▶ [Passage for review]
---+---

Cornea cannot receive oxygen from the blood supply like other tissue. When the eye is open, the cornea primarily receives oxygen from the atmosphere, via the tears. When the eye is closed (e.g., during sleep), the cornea receives oxygen mainly from oxygen diffusion from the capillary plexus of the upper palpebral aperture vasculature. If sufficient oxygen does not reach the cornea, corneal swelling occurs. Extended periods of oxygen deprivation cause the undesirable growth of blood vessels in the cornea. Wearing of a soft contact lens inevitably reduces the oxygen supply to the cornea, because it can form an oxygen barrier that prevents oxygen from reaching the cornea. The oxygen transmissibility (Dk/t) of the contact lens worn by a patient, depending upon the oxygen permeability (Dk) of the lens material and the thickness (t) of the contact lens, is of vital importance for the oxygen supply to the cornea either from the atmosphere in the open eye state or from the capillary plexus of the upper palpebral aperture vasculature.
In recent years, soft silicone hydrogel contact lenses become more and more popular because of their high oxygen transmissibility and comfort. Silicone hydrogel (SiHy) contact lenses are made of a hydrated, crosslinked polymeric material that contains silicone and from about 10% to about 80% by weight of water within the lens polymer matrix at equilibrium. However, a SiHy contact lens may not have a very high oxygen permeability (e.g., greater than 180 Barrers). A very high oxygen permeability is likely required for alleviating the adverse effect of oxygen-impermeable electro-optic elements, which are incorporated in contact lenses (see, U.S. Pat. Nos. 6,851,805, 7,490,936 and 8,154,804), upon the permeation of oxygen through the contact lenses.

---+---

▶ [Raw data]
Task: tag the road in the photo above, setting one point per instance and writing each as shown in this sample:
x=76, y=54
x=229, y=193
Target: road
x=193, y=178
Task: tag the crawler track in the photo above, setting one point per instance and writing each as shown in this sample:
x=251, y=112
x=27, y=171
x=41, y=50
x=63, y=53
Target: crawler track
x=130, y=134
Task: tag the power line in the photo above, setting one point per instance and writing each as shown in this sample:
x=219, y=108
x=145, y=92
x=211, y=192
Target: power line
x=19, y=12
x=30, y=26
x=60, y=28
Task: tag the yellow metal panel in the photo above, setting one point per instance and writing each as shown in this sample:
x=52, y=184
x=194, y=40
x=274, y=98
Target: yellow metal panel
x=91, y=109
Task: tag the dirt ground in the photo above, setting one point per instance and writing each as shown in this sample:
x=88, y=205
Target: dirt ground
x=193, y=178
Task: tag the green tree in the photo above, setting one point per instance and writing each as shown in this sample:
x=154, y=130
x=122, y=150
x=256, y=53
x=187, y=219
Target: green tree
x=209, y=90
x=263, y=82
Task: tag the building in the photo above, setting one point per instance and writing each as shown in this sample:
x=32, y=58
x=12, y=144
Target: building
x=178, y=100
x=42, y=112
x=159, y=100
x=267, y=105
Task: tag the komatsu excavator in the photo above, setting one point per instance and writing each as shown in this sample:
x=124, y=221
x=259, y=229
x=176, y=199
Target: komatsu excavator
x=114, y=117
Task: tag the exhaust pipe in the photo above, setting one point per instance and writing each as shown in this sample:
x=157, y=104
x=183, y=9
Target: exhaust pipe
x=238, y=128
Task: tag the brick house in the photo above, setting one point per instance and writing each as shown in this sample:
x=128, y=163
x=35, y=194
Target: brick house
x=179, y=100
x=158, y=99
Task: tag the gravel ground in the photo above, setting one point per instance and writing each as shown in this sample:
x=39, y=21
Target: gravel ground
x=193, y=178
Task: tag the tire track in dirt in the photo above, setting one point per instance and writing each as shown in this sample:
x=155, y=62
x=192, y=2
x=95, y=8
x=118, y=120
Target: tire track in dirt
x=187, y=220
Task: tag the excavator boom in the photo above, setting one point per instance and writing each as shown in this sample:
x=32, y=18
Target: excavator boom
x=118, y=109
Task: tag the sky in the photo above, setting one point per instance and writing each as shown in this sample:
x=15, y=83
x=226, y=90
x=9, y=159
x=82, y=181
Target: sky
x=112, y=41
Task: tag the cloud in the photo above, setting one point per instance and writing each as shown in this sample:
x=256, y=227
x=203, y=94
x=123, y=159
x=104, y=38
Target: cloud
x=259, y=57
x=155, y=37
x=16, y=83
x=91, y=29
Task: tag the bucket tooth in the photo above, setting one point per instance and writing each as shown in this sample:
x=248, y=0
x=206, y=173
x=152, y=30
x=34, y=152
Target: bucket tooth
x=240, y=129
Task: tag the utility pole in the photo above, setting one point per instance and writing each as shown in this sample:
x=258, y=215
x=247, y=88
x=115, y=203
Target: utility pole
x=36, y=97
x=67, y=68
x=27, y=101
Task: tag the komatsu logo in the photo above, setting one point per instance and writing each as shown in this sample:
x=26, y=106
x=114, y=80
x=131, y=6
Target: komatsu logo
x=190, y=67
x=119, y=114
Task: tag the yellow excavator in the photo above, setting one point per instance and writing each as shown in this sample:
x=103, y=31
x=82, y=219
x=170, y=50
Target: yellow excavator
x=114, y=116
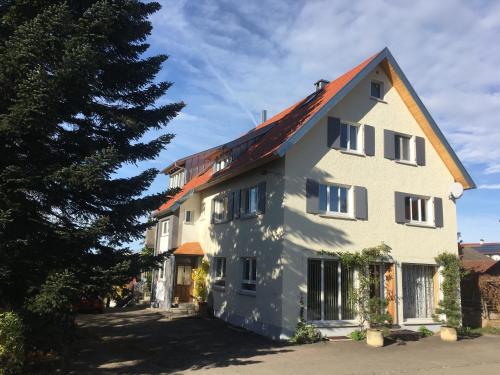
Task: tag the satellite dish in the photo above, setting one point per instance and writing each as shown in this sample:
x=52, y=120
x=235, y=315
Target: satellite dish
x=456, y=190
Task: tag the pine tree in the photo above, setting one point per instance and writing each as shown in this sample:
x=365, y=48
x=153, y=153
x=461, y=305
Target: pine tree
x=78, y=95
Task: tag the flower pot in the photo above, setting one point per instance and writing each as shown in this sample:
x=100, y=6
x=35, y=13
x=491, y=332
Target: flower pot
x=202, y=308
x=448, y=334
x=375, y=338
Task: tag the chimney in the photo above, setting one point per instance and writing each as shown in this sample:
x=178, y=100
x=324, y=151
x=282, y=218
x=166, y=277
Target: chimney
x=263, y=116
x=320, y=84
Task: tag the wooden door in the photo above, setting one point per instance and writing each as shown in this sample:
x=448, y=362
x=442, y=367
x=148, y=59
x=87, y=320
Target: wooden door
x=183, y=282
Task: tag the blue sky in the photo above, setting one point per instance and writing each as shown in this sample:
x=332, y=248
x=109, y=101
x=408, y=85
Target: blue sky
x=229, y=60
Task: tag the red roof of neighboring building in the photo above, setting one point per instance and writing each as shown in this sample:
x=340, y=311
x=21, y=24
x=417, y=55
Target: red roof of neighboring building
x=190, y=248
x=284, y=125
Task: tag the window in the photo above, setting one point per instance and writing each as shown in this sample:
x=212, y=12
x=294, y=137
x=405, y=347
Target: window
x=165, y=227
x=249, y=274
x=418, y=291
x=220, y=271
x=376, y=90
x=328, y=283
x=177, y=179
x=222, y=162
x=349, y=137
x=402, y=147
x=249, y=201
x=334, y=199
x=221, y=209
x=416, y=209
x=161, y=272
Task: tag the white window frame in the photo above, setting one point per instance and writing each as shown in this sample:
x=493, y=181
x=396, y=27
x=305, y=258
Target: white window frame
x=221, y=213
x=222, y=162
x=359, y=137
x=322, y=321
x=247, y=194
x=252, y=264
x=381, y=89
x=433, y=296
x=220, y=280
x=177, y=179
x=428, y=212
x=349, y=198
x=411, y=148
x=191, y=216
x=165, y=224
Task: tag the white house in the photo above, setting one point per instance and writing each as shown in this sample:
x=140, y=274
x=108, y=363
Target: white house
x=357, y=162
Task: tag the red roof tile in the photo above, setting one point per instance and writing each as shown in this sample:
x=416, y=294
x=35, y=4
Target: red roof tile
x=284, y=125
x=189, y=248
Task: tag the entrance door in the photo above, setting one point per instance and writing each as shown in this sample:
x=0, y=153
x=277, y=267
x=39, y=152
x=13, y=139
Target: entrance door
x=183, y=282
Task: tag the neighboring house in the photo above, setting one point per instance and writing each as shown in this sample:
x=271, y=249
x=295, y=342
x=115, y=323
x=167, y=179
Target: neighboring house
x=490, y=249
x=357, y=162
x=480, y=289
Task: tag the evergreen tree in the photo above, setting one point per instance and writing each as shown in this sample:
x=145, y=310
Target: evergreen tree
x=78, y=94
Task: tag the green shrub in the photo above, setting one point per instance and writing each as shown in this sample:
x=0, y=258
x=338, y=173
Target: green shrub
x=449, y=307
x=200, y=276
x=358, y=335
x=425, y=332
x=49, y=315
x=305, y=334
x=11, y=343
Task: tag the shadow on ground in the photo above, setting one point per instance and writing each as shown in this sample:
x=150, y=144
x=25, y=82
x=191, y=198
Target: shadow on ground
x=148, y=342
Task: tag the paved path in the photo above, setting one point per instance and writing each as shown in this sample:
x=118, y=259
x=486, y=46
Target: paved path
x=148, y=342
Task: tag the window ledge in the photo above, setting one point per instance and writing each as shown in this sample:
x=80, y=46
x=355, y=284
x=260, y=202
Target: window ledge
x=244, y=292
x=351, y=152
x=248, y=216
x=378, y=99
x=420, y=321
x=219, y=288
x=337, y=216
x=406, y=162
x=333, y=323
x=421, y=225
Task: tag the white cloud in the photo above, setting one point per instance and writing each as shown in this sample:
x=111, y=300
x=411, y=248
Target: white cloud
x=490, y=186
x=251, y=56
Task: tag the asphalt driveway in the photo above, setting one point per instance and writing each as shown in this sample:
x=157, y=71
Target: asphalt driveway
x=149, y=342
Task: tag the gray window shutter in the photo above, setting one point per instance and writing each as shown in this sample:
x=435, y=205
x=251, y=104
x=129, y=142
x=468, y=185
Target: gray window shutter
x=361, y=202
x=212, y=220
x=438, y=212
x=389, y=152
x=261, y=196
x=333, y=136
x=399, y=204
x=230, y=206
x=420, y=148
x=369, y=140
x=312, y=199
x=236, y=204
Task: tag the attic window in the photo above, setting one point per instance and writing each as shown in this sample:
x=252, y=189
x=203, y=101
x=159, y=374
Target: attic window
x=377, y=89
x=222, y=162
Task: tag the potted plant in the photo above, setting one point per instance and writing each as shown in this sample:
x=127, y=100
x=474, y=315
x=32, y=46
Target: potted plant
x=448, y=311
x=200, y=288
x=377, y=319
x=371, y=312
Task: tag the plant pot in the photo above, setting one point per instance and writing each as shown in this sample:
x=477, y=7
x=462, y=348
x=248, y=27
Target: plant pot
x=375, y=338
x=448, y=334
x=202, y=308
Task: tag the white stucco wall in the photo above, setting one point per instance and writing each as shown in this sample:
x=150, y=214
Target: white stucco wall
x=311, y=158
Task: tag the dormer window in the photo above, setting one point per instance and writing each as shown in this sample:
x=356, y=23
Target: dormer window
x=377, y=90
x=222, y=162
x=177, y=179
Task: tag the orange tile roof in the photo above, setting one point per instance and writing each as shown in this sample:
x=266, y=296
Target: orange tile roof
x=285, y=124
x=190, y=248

---+---

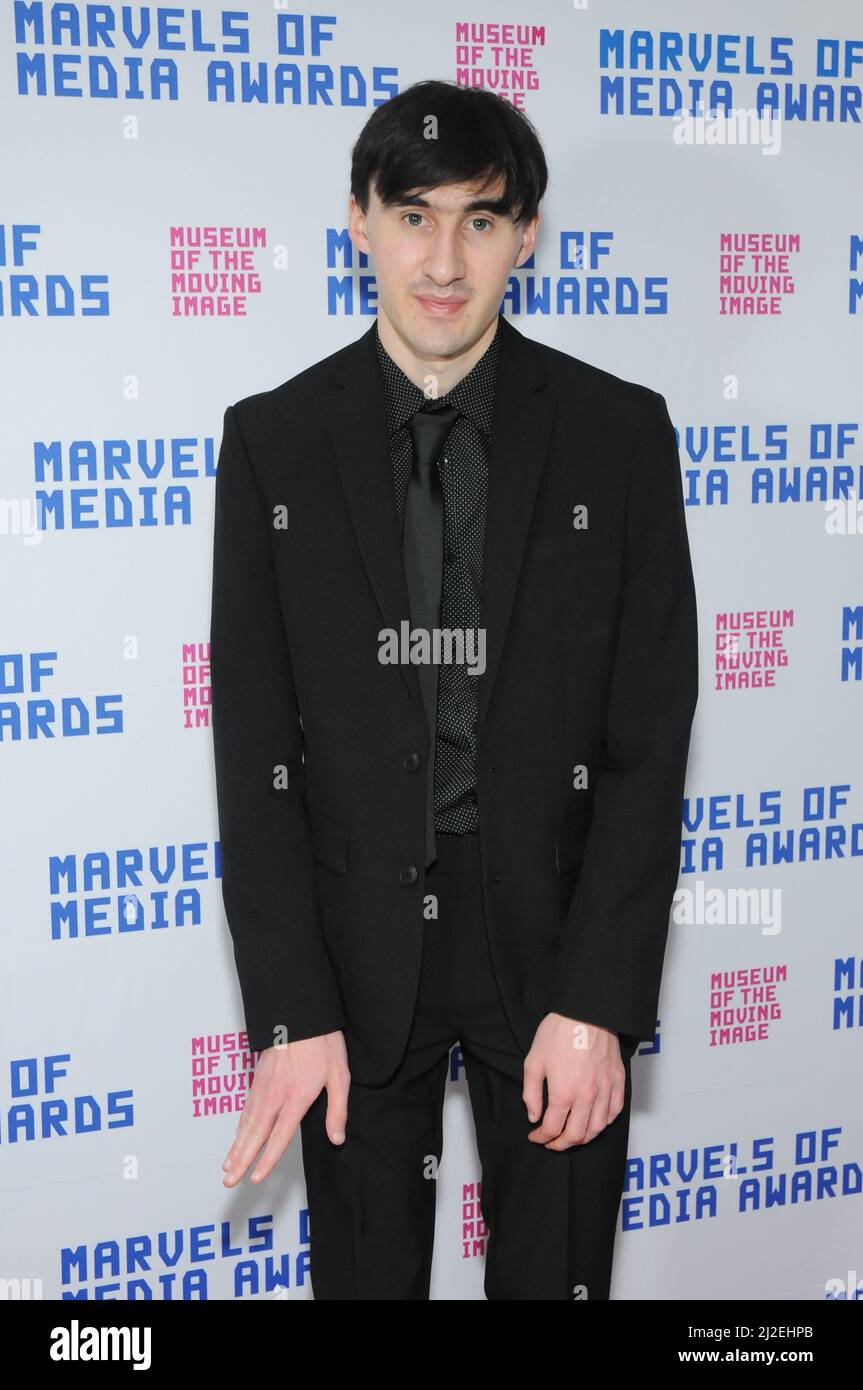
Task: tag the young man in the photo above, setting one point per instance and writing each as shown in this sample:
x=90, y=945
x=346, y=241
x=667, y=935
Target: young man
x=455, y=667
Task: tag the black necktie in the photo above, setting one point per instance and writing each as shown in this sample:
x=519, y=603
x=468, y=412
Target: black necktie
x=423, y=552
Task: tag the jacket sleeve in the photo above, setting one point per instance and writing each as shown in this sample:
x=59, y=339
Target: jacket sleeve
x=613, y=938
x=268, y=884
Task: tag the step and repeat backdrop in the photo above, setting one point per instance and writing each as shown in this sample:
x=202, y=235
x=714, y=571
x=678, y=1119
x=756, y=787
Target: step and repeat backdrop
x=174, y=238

---+---

Retype the passage on corneal oxygen supply from "In recent years, soft" to "the contact lenses.". The entries are separate material and have no connection to the passage on corneal oxygen supply.

In recent years, soft silicone hydrogel contact lenses become more and more popular because of their high oxygen transmissibility and comfort. Silicone hydrogel (SiHy) contact lenses are made of a hydrated, crosslinked polymeric material that contains silicone and from about 10% to about 80% by weight of water within the lens polymer matrix at equilibrium. However, a SiHy contact lens may not have a very high oxygen permeability (e.g., greater than 180 Barrers). A very high oxygen permeability is likely required for alleviating the adverse effect of oxygen-impermeable electro-optic elements, which are incorporated in contact lenses (see, U.S. Pat. Nos. 6,851,805, 7,490,936 and 8,154,804), upon the permeation of oxygen through the contact lenses.